• **GOALS**:
[a] Summarize the plot summary of the wartime witch film in exactly two sentences.
[b] Pick up the plot summary of the wartime witch film after its final sentence and continue it.

Start of TEXT EXCERPT

Anyway. Due to the fact that London is not a safe place to live at the moment, what with the bombs and all, children are being evacuated from the big city to live in the countryside, where it’s safe – or safer, anyway. To that end, three young orphan siblings – Charlie (Ian Weighill), Carrie (Cindy O’Callaghan) and Paul (Roy Snart) – have been shipped out to the picturesque little village of Pepperinge Eye. There the authorities bunk them down with one Eglantine Price (Angela Lansbury), a local spinster who lives alone in a cottage outside town.

At first, the three reckon they’re in for a rough time of things – they miss London, and Miss Price is not too wild about her solitary existence being taken over by a group of children. Soon, though, they discover just why she’s so determined to maintain her privacy – Miss Price is a witch!

Well, a witch-in-training, anyway. You see, she’s been taking a correspondence course in witchcraft – she’s a patriotic sort, and figures that genuine magic on the side of the Allies could only help the war effort. She’s not too good at it yet, but Rome wasn’t built in a day, and she figures that with a little time and a few more really good spells under her belt, she’ll be able to help repel the invaders.

Except there’s been a bit of a hitch. Namely, she’s just received a letter from Professor Emelius Browne (David Tomlinson), the man behind the course she’s been taking, telling her that his college of witchcraft has had to close down due to the war; hence, no more lessons in the mail.

Now, some people might shrug and say ‘oh well’ at this – I mean, she’s already learned a whole bunch of spells; you might think that would be enough – but Eglantine Price is made of sterner stuff. There was a really hot-stuff spell supposed to be coming her way, that of ‘substitutiary locomotion’, or, in other words, bringing life and movement to things that have none – books, gloves, keyrings, that sort of thing. She figures this would be a real good Nazi-whuppin’ spell, and she’s determined to get her hands on it one way or another. And hey, she’s just bribed the kids to keep mum about her witchcraft by giving them a magic bedknob that can (when attached to its bed) take you anywhere you want it to – why not take a quick trip to London and see if they can dig this Professor Browne up?

End of TEXT EXCERPT
Start of MATERIAL SUPPLIED

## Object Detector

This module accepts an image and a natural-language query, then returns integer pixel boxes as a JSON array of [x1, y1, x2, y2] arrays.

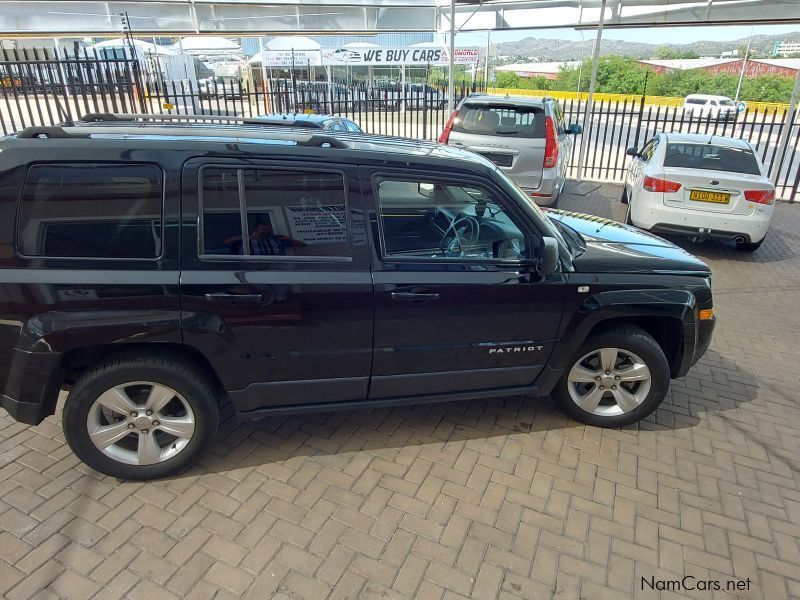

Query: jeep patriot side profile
[[0, 115, 714, 479]]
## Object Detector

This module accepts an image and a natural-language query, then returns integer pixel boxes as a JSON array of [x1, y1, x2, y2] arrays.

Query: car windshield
[[664, 143, 761, 175], [453, 103, 545, 138]]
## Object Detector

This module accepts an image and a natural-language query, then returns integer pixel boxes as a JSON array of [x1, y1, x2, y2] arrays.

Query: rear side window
[[17, 163, 163, 259], [453, 104, 545, 138], [664, 144, 761, 175], [200, 167, 351, 258]]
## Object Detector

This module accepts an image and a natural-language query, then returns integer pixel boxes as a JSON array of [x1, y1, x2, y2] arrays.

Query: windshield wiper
[[548, 217, 586, 258]]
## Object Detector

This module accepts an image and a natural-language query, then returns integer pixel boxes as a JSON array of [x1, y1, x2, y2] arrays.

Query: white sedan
[[622, 133, 775, 252]]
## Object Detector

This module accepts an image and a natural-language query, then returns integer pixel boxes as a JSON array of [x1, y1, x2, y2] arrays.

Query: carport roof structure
[[0, 0, 800, 37]]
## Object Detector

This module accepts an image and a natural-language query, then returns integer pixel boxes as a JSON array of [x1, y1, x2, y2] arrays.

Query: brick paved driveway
[[0, 186, 800, 600]]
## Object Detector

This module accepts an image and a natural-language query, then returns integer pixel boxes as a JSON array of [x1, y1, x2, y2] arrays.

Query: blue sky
[[457, 25, 800, 46]]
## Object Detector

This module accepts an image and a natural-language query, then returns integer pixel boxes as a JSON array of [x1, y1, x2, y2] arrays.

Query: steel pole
[[483, 29, 492, 94], [733, 27, 753, 102], [578, 0, 607, 181], [769, 70, 800, 196], [447, 0, 454, 114]]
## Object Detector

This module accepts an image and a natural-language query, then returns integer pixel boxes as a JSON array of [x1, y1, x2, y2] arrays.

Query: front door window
[[376, 177, 528, 261]]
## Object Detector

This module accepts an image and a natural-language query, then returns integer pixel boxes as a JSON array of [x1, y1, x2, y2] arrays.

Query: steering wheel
[[439, 215, 481, 258]]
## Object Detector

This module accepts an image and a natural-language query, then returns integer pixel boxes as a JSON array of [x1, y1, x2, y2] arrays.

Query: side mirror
[[539, 237, 558, 277]]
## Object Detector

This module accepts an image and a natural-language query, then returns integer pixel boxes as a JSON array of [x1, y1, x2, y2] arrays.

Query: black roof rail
[[80, 113, 276, 125], [17, 113, 350, 148], [80, 113, 135, 123], [17, 125, 89, 138]]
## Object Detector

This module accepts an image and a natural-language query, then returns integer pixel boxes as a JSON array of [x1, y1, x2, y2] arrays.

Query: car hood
[[547, 209, 711, 273]]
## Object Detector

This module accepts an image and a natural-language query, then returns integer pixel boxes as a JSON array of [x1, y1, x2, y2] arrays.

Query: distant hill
[[492, 31, 800, 61]]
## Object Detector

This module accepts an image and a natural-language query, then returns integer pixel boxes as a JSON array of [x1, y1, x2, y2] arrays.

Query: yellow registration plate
[[689, 190, 731, 204]]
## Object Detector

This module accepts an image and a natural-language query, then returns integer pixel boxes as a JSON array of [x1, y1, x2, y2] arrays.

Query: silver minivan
[[439, 94, 582, 206]]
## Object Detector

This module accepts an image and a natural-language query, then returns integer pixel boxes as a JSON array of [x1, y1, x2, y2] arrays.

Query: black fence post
[[633, 94, 644, 148]]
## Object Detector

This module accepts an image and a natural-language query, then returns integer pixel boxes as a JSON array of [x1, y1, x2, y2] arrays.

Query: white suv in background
[[439, 94, 582, 206], [622, 133, 775, 252], [683, 94, 738, 121]]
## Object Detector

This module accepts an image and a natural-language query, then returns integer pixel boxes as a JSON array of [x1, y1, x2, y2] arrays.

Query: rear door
[[551, 101, 575, 185], [662, 138, 772, 215], [362, 169, 564, 398], [449, 99, 545, 189], [628, 136, 659, 194], [181, 159, 373, 411]]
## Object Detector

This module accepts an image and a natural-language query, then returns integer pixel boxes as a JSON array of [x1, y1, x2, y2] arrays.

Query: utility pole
[[483, 29, 492, 93], [447, 0, 454, 114], [733, 27, 753, 102], [578, 0, 607, 181]]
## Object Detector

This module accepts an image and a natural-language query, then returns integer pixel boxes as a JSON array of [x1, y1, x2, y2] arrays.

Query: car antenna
[[53, 95, 75, 127]]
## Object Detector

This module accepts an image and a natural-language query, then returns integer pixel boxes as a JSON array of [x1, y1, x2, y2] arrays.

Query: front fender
[[551, 288, 698, 377]]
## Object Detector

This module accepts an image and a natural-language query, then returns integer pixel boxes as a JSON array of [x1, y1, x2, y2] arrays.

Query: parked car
[[367, 81, 447, 110], [622, 133, 775, 252], [0, 115, 714, 479], [290, 81, 365, 113], [439, 94, 582, 206], [197, 76, 242, 98], [258, 113, 361, 133], [683, 94, 738, 121]]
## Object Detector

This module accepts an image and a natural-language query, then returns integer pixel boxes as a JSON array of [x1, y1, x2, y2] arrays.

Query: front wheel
[[554, 326, 669, 427], [63, 355, 218, 480]]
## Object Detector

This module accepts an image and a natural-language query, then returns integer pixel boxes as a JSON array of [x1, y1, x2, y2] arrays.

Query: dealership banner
[[261, 50, 322, 67], [322, 46, 478, 66]]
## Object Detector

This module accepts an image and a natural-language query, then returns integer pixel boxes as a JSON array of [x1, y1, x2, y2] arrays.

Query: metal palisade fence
[[0, 48, 800, 200]]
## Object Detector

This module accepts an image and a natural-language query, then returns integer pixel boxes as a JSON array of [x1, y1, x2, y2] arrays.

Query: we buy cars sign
[[322, 47, 478, 65]]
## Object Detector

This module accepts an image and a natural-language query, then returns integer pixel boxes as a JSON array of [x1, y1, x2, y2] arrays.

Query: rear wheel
[[736, 237, 767, 252], [63, 355, 218, 480], [554, 326, 669, 427]]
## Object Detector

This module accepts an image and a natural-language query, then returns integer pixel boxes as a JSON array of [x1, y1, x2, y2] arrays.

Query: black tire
[[736, 237, 767, 252], [63, 354, 219, 480], [553, 325, 669, 427]]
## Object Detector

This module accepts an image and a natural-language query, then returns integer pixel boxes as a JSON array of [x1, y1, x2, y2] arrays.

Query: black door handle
[[206, 292, 264, 304], [392, 292, 439, 302]]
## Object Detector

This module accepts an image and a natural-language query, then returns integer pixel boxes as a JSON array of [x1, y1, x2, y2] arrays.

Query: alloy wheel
[[567, 348, 652, 417], [86, 381, 196, 465]]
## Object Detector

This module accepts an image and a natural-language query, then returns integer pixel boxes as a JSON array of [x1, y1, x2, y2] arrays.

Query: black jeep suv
[[0, 115, 714, 479]]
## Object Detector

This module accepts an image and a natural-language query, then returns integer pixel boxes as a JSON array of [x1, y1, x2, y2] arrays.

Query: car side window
[[199, 167, 351, 260], [374, 177, 528, 261], [17, 163, 164, 259], [552, 102, 567, 135]]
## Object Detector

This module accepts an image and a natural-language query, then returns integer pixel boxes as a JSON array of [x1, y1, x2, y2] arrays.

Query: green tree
[[553, 55, 652, 94]]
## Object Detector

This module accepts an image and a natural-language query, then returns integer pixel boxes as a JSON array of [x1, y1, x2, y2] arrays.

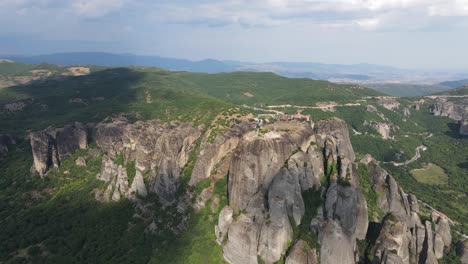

End of MATERIAL SUPPLIED

• **ANSWERS BELOW**:
[a] With London under bombing, three orphaned siblings are evacuated to the village of Pepperinge Eye and placed with Eglantine Price, a spinster who turns out to be a witch-in-training taking a correspondence course so that she can help the Allied war effort. When Professor Emelius Browne writes that his college of witchcraft has closed, she is determined to obtain the promised spell of substitutiary locomotion, and the magic bedknob she gave the children to keep them quiet offers a way to travel to London to look for him.

[b]
No sooner said than done, and thanks to the bed’s magic, they find him pretty quickly – although he’s not much like what they were expecting. In fact, he’s not a professor at all; he’s a conman who spends the bulk of his time as a second-rate street magician and flimflam artist. Indeed, he’s genuinely flabbergasted at the fact that someone has actually managed to make his spells work – he’d gotten them out of an old book he’d picked up, and figured it was a good way to pick up a little cash.

Still, he’s willing enough to help out, except he doesn’t have the missing spell either – his copy of the book is incomplete; it’s torn right at the point where the spell would have been explained (which is, of course, the real reason he closed down the college – he’d run out of material). If they want the key to making old jam-jars dance the polka, they’re going to have to fill in the blanks.

So off they go, in a quest that will take them from the street-markets and criminal haunts of London to the enchanted shores and waters of the Isle of Naboombu – no humans allowed! With all that looking, they’re bound to come up with something – the question is, will it be of any use when those elusive Nazis finally do show up?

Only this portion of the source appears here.